Excerpts from a point labeling dataset
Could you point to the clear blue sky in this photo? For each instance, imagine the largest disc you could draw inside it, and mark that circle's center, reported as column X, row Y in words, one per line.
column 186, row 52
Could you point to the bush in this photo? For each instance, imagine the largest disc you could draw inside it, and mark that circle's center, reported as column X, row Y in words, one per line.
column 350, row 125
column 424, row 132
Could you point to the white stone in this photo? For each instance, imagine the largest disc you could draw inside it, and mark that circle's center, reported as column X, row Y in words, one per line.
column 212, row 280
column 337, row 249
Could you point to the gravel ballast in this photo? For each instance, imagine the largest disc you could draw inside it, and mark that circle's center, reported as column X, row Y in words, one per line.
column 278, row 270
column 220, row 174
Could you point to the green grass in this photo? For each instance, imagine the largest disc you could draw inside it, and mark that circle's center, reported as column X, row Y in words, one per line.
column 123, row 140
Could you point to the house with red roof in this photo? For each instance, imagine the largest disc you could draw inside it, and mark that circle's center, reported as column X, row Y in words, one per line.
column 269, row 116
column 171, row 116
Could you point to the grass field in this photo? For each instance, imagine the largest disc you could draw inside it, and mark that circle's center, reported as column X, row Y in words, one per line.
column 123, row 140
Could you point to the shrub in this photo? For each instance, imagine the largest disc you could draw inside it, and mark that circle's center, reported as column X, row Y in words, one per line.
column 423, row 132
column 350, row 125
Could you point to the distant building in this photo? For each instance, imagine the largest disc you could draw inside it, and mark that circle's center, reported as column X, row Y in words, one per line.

_Exercise_
Rewrite all of the data above, replacing every occurrence of "largest" with "biggest" and changing nothing else.

_Result for this task_
Could you point to the clear blue sky in this photo? For each instance, imagine the biggest disc you could draw inside it, and mark that circle's center, reported as column X, row Y in words, one per line.
column 186, row 52
Could you point to the bush in this photo? For each instance, imagine the biggest disc you could draw inside it, and mark that circle's center, reported as column X, row Y in words, one per line.
column 350, row 125
column 424, row 132
Could you point to the white stone in this photo? For each instance, imagine the biggest disc you could draw inside it, and mark that circle's center, reported as column X, row Y in words, one per line.
column 212, row 280
column 337, row 249
Could you point to the gravel ballast in this photo? For each instance, imagine the biggest disc you could draw inside it, and mark that circle's center, reported as column X, row Y in words, one per line.
column 278, row 270
column 220, row 174
Could you point to the green grass in this photo? For each instance, imagine the biggest disc you could draw inside it, and mark that circle's center, reported as column X, row Y in words, one per line.
column 123, row 140
Could you point to the house with red roof in this photo? For each instance, imagine the biggest disc you could draw inside it, and mark that circle's center, reported as column X, row Y in words, one per line.
column 269, row 116
column 171, row 116
Could you point to the grass field in this photo? For each instance, imagine the biggest disc you could draw inside it, and mark that circle's center, reported as column X, row Y in words, one per line.
column 123, row 140
Could you point to the shrub in this photo? For each instance, imagine the biggest disc you could draw inside it, and mark that circle's center, reported as column X, row Y in words, one per line.
column 423, row 132
column 350, row 125
Could you point to the distant building in this photo? For each instance, imagine the biggest disc you could draw inside it, and mark that circle's center, reported as column X, row Y in words, one per line.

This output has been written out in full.